'''
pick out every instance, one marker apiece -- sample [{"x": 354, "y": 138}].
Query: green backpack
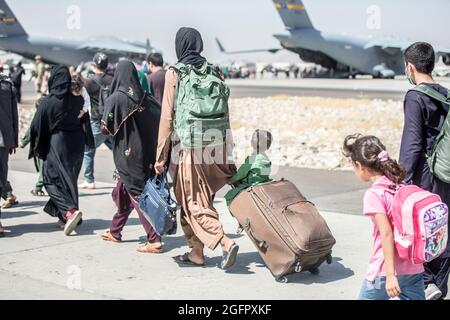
[
  {"x": 439, "y": 158},
  {"x": 201, "y": 106}
]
'''
I would like the material repeated in full and exactly, with its images omitted.

pick out every instance, one marker apiece -- sample [{"x": 354, "y": 138}].
Query: green backpack
[
  {"x": 439, "y": 158},
  {"x": 201, "y": 106}
]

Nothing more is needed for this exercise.